## start Record extracts

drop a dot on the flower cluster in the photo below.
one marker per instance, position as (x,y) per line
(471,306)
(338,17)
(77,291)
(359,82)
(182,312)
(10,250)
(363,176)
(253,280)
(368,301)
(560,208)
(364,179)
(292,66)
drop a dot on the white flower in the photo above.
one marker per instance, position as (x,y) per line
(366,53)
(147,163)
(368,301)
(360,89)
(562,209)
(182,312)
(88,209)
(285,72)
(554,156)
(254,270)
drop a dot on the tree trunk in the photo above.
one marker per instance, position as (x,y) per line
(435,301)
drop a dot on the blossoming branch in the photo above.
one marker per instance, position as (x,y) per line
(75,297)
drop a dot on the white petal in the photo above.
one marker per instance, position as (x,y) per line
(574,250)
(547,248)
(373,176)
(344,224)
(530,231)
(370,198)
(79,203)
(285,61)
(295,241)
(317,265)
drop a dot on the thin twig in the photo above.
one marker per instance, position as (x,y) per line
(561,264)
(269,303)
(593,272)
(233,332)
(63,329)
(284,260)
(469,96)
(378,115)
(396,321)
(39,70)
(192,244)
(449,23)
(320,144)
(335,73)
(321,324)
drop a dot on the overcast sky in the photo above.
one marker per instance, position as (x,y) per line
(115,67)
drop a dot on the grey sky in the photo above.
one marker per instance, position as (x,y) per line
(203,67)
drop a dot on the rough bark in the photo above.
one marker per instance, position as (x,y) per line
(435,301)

## end Record extracts
## start Record extracts

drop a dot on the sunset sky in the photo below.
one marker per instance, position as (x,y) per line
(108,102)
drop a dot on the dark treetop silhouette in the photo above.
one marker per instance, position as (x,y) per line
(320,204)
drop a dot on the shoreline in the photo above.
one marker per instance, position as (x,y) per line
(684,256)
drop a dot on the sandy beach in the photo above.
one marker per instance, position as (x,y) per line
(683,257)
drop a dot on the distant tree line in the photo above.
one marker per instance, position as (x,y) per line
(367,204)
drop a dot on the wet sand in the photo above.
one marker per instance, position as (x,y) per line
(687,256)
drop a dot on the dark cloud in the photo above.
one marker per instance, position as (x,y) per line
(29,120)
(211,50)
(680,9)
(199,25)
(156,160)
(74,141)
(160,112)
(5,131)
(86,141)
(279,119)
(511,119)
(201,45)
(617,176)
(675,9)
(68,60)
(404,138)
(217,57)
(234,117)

## end Record extracts
## start Record extracts

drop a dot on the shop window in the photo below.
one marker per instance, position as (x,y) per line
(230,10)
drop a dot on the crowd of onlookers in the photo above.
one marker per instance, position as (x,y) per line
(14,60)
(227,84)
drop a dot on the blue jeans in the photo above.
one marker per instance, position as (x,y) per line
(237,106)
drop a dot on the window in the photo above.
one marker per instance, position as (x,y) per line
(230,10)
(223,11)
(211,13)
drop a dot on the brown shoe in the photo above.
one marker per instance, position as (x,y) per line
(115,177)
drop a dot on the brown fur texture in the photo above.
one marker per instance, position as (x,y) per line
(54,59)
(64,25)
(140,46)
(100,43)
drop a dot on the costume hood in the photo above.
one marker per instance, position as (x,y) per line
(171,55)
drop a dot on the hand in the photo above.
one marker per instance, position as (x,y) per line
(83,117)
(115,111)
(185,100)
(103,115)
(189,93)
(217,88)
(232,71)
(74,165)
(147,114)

## end Record extracts

▶ What is required:
Report every line of the material above that contains the word "brown", copying each such line in full. Matching is case-sensitive.

▶ Full answer:
drop a dot on the brown shoe in the photo above.
drop a dot on the brown fur texture in the photo above.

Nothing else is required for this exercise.